» **Text block**:
2.4.  Halfmoves and Variants

The fourth part contains the halfmoves and variants. The size of this
part (+1) is stored in byte 2/3 of the game header. Assuming that
the moves (halfmoves and variants) are stored in the variable
'unsigned char moves[]' decoding can perform with the following
short C program:

  int i;
  int s = header[2]*256 + header[3];
  unsigned char k = 49 * s;
  for (i=s-2;i>0;i--,k*=7) moves[i] ^= k;

Note: The first move is not coded (program bug?)

Each byte of the move list contains a half-move:
A Move Generator numbered all possible (and some illegal)
moves from the given position. Now its possible to store only the
certain number of the legal halfmove (assuming that the Move Generator
generates always less than 128 moves (see below).

In the following description, all directions are described from
the point of the white player. The sentence 'Black king on e4 moves
to the left' means Ke4-d4, "... up" means Ke4-e5, etc.

The moves are numbered as follows:

1. The board squares A1,...,A8,B1,...,B8, .... are examined. If a
square contains a figure of the move colour, the moves of this figure
are computed.

2. Compute King moves: The king moves are regardless of opponent threats.
The move order is:

     3 5 8
     2 K 7
     1 4 6

The king moves down and left, left, up and left, and so on until up
and right.

Then short and long castling are tested. This requires the king and
the corresponding rook to be correctly placed, and the intervening
squares to be free.

3. Queen: The same moves as for the Bishop and Rook (in that order)
are tried.

4. Rook:  The rook starts off to the left until it runs into a
figure (opponents pieces are captured). The 'runs' are tried in this
order: left, down, right and up.

5. Bishop: As rook, but directions are left down, right down,
right up, left up.

6. Knight:  The folowing diagram is used:

         | 6 |   | 8 |
      ---+---+---+---+---
       2 |   |   |   | 4
      ---+---+---+---+---
         |   | S |   |
      ---+---+---+---+---
       1 |   |   |   | 3
      ---+---+---+---+---
         | 5 |   | 7 |

7: Pawn: First the long pawn move is tried, and then the short move.
If the pawn can be promoted, four moves are computed: =Q, =R, =B and
=N.  Then captures first left, then right are tried. Finally e.p.
captures are checked, which requires that the captured pawn just made
a long move.

» **Task data**:
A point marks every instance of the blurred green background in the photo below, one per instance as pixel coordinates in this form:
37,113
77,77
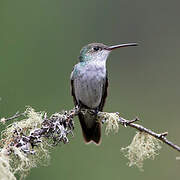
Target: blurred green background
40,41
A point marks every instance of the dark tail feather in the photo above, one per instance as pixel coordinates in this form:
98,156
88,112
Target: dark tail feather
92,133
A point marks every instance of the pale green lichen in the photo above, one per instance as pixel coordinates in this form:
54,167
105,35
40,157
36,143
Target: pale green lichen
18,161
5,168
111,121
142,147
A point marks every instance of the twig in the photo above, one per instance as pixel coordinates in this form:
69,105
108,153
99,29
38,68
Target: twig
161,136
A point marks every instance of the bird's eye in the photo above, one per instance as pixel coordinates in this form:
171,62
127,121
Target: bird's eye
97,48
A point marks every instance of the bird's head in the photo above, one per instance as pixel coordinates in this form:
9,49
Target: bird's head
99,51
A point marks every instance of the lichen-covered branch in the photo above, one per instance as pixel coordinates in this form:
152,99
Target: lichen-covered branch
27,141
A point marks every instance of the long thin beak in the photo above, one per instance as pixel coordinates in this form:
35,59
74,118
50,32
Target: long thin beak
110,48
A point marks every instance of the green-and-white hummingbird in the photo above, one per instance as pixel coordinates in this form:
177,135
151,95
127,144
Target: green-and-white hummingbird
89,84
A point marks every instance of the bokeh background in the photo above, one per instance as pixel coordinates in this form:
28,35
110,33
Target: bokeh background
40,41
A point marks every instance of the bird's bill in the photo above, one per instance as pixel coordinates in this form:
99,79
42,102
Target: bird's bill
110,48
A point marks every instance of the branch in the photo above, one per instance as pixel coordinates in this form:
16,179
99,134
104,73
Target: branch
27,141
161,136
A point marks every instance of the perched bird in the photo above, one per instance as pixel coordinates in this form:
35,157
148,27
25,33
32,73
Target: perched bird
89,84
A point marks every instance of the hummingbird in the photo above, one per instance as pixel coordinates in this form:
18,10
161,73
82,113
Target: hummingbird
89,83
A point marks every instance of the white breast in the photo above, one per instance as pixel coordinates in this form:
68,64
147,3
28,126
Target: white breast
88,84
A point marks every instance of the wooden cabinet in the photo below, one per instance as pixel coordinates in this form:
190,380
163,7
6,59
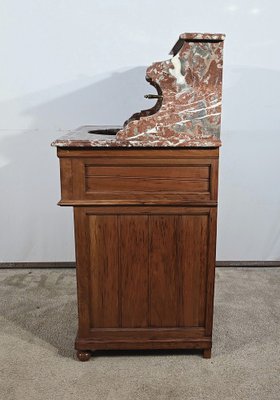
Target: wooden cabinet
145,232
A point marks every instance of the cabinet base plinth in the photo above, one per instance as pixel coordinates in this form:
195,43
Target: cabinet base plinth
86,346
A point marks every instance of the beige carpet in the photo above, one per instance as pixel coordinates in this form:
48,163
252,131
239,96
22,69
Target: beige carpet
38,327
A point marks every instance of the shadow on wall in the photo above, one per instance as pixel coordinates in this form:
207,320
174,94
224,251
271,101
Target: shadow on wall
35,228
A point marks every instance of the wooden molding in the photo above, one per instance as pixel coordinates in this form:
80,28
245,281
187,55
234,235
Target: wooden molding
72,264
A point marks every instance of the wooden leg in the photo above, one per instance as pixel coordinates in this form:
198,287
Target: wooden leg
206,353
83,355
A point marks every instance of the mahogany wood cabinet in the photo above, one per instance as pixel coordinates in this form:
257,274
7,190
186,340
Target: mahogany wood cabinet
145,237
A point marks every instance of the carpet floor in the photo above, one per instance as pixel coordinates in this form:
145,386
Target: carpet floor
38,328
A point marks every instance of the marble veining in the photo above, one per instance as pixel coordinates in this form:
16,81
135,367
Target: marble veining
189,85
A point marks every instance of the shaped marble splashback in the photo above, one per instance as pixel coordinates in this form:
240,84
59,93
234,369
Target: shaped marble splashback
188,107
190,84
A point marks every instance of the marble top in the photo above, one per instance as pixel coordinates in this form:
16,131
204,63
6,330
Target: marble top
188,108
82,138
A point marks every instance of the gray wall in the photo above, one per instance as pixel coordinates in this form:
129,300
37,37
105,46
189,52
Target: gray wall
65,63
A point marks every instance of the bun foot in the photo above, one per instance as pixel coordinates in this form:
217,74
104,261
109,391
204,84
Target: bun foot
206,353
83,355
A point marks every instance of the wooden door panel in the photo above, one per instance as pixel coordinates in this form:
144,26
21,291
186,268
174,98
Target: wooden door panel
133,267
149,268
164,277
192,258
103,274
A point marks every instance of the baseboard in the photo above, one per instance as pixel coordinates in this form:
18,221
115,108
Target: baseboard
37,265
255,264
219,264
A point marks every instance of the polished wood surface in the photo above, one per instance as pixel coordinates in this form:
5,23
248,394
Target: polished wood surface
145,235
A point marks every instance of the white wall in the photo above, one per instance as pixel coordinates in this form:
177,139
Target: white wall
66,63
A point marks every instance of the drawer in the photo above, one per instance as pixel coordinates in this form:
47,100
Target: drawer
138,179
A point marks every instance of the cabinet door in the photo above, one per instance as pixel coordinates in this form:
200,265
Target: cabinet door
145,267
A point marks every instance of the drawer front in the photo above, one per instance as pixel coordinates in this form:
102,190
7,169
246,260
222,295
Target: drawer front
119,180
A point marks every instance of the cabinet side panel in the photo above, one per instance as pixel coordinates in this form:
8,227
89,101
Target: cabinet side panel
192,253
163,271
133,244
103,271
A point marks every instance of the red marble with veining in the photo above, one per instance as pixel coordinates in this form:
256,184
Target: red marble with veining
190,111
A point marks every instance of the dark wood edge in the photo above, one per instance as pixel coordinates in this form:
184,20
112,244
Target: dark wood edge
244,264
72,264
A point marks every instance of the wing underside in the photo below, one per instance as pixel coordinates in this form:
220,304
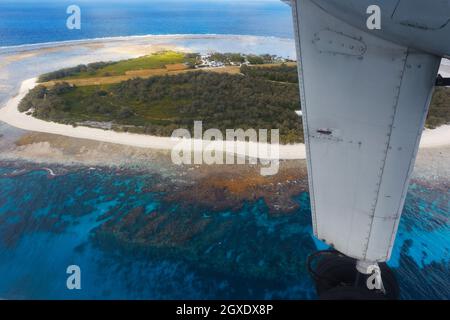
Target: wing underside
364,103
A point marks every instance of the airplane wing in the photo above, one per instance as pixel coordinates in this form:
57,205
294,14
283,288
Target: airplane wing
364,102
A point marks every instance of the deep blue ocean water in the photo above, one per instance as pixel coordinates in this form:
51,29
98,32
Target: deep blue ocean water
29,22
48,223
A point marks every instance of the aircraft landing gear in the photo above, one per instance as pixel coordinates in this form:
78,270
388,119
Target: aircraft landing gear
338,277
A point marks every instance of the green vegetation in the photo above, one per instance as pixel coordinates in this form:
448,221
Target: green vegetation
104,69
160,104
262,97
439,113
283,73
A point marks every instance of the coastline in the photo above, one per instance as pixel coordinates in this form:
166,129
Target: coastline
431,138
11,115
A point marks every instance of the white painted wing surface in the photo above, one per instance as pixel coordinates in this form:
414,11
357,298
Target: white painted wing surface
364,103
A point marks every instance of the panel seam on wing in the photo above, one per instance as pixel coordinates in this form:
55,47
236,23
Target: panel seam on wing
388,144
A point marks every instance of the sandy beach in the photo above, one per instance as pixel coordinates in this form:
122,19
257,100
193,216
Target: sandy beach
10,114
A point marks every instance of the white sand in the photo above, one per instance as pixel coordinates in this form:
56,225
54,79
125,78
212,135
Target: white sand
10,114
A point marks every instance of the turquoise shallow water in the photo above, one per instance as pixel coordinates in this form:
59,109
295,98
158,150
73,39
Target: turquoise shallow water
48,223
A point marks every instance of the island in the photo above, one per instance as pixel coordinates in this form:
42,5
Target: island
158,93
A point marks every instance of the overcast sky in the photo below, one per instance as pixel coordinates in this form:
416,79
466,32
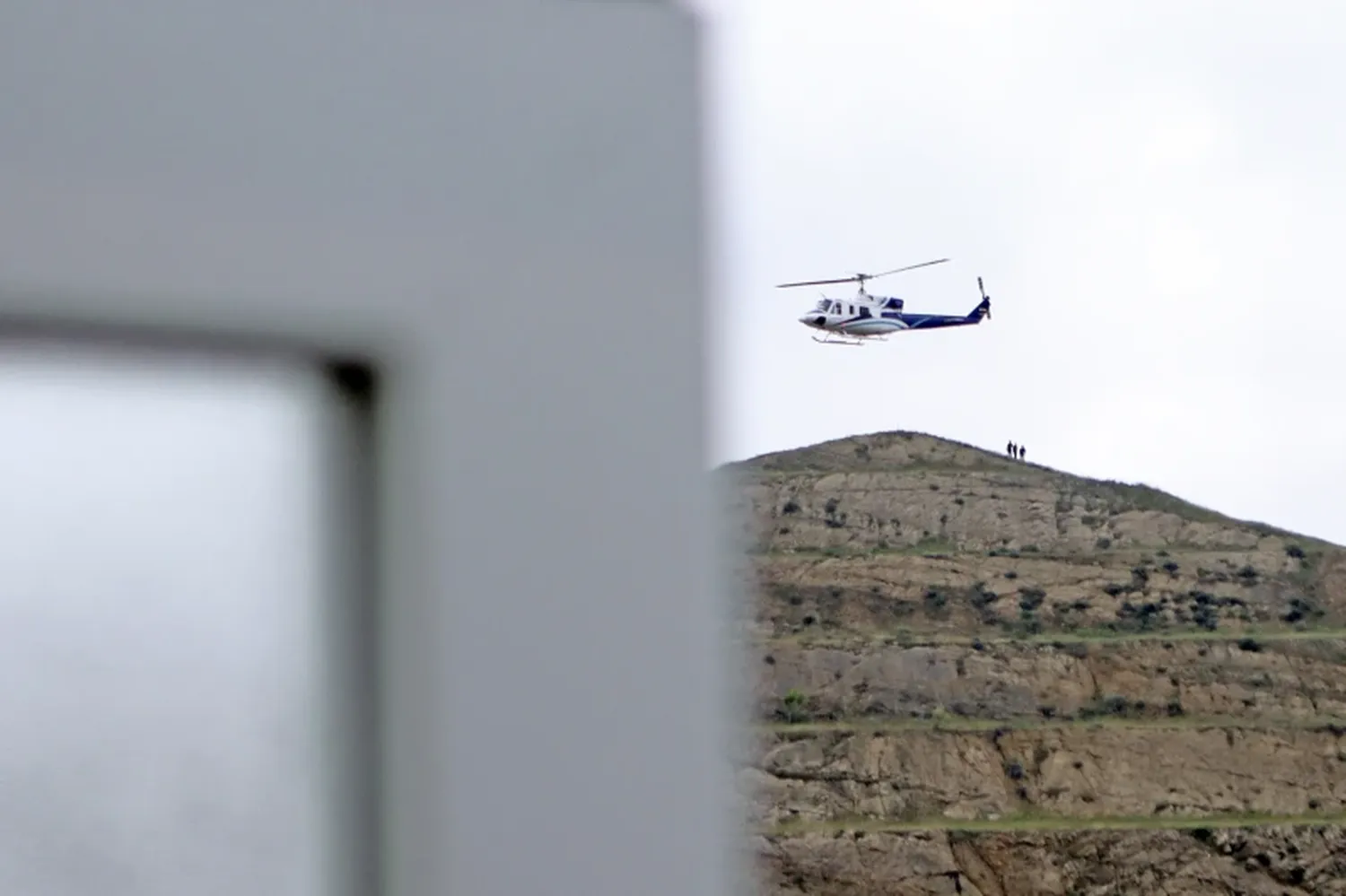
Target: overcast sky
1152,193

---

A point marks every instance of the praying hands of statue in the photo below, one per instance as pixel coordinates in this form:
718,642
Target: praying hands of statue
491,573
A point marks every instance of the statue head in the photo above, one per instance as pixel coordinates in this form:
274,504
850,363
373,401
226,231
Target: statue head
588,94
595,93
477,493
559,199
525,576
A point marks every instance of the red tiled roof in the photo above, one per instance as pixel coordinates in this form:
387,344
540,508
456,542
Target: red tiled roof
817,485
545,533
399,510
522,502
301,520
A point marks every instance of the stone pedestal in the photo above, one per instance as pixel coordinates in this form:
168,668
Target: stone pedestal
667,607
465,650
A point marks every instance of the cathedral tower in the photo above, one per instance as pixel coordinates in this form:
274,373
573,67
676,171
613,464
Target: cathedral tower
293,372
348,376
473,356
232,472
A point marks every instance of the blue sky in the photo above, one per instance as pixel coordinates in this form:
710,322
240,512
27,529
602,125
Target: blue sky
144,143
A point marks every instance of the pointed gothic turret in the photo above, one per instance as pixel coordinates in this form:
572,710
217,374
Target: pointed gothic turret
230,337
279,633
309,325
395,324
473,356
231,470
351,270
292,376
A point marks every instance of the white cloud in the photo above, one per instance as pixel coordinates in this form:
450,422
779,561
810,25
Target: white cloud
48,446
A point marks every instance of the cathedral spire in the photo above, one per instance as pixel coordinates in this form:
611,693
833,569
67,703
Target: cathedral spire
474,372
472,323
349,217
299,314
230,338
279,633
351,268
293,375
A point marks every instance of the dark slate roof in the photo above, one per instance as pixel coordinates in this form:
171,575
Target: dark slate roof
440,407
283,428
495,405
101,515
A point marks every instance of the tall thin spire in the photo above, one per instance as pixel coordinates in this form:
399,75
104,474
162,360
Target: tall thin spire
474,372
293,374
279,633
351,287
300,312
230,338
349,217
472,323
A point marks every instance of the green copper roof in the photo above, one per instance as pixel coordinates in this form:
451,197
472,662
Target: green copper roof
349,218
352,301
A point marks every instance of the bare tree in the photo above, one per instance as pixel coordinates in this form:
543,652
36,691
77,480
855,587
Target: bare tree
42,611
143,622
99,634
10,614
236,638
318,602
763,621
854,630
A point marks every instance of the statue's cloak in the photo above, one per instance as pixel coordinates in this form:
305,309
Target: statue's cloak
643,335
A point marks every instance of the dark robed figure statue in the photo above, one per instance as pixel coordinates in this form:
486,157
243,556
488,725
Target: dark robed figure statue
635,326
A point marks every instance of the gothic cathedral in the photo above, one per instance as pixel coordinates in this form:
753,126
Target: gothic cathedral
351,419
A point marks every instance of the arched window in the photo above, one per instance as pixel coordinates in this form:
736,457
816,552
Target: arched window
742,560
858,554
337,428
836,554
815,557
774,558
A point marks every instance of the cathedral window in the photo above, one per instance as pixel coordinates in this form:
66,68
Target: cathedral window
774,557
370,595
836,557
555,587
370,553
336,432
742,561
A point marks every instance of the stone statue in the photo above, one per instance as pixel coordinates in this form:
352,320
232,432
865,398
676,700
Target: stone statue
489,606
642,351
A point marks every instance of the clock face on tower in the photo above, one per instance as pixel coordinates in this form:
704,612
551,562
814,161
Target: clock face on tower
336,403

» **Problems**:
[a] Decide whether each statement, (i), (ii) and (iii), agrees with the text on halfmoves and variants, and back each yes or no with the deciding words of that text: (i) The size of the fourth part is kept in byte 2/3 of the game header. (ii) The rook's runs are tried in the order left, up, right, down. (iii) A pawn's short move is tried before its long move.
[b] Gather every line of the entries that contains the word "wooden".
The text and the entries have nothing to do with each other.

» **Responses for each task**:
[a]
(i) Yes: "The size of this part (+1) is stored in byte 2/3 of the game header."
(ii) No: "The 'runs' are tried in this order: left, down, right and up."
(iii) No: "First the long pawn move is tried, and then the short move."

[b]
A point marks every instance of the wooden cabinet in the photo below, one per instance as pixel coordinates in this form:
Target: wooden cabinet
A point marks every instance of the wooden molding in the photo above, one per instance as pixel coordinates in this form:
Target: wooden molding
A point marks every instance of the wooden leg in the photo above, one per instance as pixel coordinates in this form:
Target: wooden leg
A point marks every instance of the wooden door panel in the photo above, one per instance as pixel coordinates in this form:
Target: wooden door panel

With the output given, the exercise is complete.